WHAT THE TASK REQUIRES -
Send back the data below exactly. Drop every picture.

Photo-based referring expression data
Segment Open

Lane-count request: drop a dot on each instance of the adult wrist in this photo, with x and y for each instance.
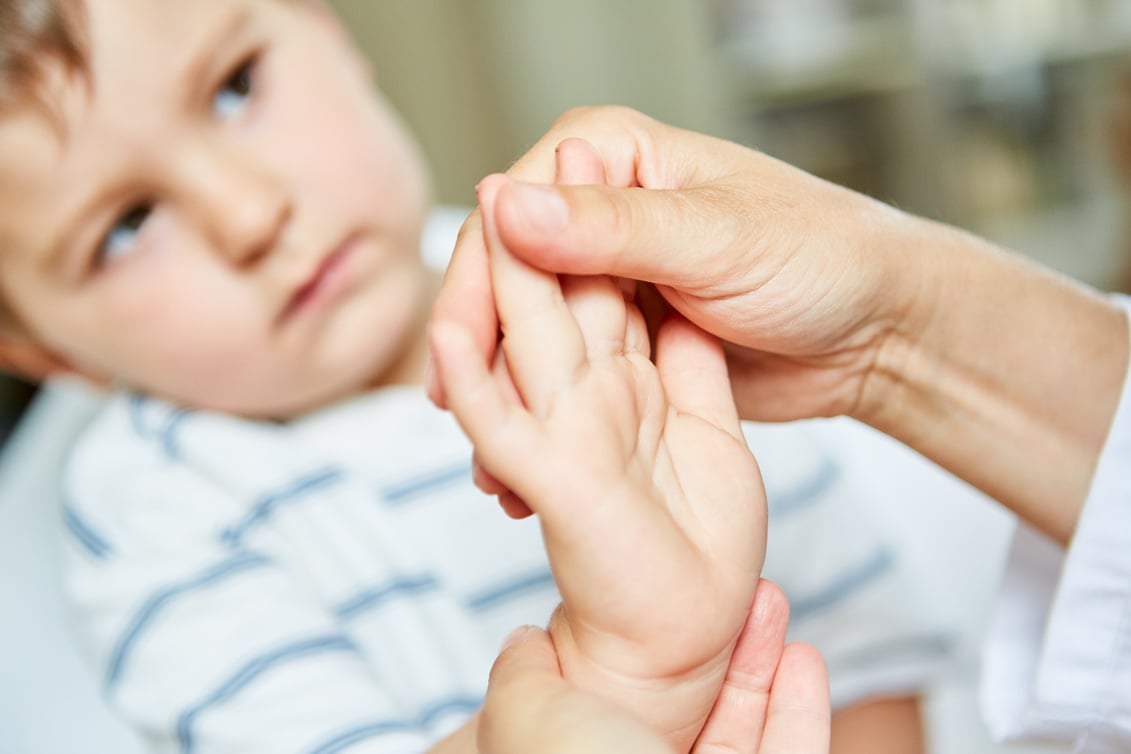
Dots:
(1004, 373)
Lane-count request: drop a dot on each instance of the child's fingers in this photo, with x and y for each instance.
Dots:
(692, 370)
(601, 312)
(541, 338)
(495, 424)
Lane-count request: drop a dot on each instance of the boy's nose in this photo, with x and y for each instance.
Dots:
(242, 207)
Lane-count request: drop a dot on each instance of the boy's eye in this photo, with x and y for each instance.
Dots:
(122, 236)
(234, 93)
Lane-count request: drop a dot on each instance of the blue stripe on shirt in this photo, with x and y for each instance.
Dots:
(849, 582)
(293, 492)
(215, 574)
(141, 417)
(510, 590)
(456, 704)
(91, 540)
(249, 673)
(170, 432)
(808, 493)
(408, 490)
(374, 596)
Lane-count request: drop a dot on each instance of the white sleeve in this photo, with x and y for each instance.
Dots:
(1058, 663)
(208, 649)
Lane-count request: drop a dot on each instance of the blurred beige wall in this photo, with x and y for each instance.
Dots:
(480, 80)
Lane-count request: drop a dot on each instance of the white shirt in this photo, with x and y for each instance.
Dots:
(337, 583)
(1058, 664)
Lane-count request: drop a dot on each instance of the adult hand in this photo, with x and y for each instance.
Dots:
(650, 503)
(779, 263)
(829, 302)
(775, 700)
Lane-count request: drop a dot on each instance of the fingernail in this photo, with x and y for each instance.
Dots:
(542, 208)
(515, 637)
(431, 382)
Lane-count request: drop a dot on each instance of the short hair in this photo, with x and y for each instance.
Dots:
(35, 35)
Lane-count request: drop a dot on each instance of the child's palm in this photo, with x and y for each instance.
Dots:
(650, 503)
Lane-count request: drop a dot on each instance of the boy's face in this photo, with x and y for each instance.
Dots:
(229, 216)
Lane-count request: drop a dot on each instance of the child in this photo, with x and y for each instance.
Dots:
(205, 200)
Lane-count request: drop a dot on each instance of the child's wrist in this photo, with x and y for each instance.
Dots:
(674, 705)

Segment Closed

RESULT FOR THIS EXERCISE -
Lane-count request: drop a dot on each instance of the adult wrist in this photo, with x and y for each instance.
Dots:
(1004, 373)
Lane-count request: drop a dot on each instance of the child's fingers in this photo, with x and y for each instance.
Dots:
(692, 370)
(601, 312)
(541, 338)
(495, 424)
Lane-count request: drop a dot on each instance of the boy's nose in this photo, with x and y for each instance.
Dots:
(242, 207)
Lane-count request: drop a dot on each instance of the boy's eye in this photo, with x and y for each instance.
Dots:
(122, 236)
(234, 93)
Lane-count request: drop a dot on each instance of the blue stripe on shirt in this photo, with x and y for each instance.
Dots:
(849, 582)
(293, 492)
(215, 574)
(141, 417)
(510, 590)
(456, 704)
(91, 540)
(249, 673)
(170, 432)
(808, 493)
(408, 490)
(374, 596)
Lane-count request: drop a dot on each instance of the white sleeve in this photo, with x and y for each instance.
Dots:
(1058, 663)
(208, 649)
Lane-count request: drop a dot on each instance of the blurred beige wall in this photo, with x and y for each instance.
Dots:
(480, 80)
Lane-count request: drop a dot on each instance of the white shirt in this photo, with x and y for each instance.
Dots:
(337, 583)
(1058, 664)
Lane-count request: drop a dot on each instance of the adult hand in this photo, with x and y for each instance.
Dots:
(650, 503)
(779, 263)
(829, 302)
(775, 700)
Lane-count request: drop a dot on each instance of the fingernail in this photo, with x and y for each instance.
Dots:
(542, 208)
(515, 637)
(431, 382)
Lane-count request: drop a dot on each instance of the short hair in this photo, with x and y for each instance.
Dots:
(35, 35)
Lane-count request: drop a dot on each instance of the child's palm in this photo, with x and y for each instance.
Dots:
(650, 503)
Lane-count request: drop a dot on each instance of the boy's face in this photo, with x and y for each instance.
Dots:
(229, 216)
Lane-count request: drop a dot on each instance of the child in this photo, with x and y for each instance.
Dots:
(205, 200)
Lane-count request: drop a dot on each instance of the child's wrist in this photo, with x and y for each instance.
Dots:
(674, 705)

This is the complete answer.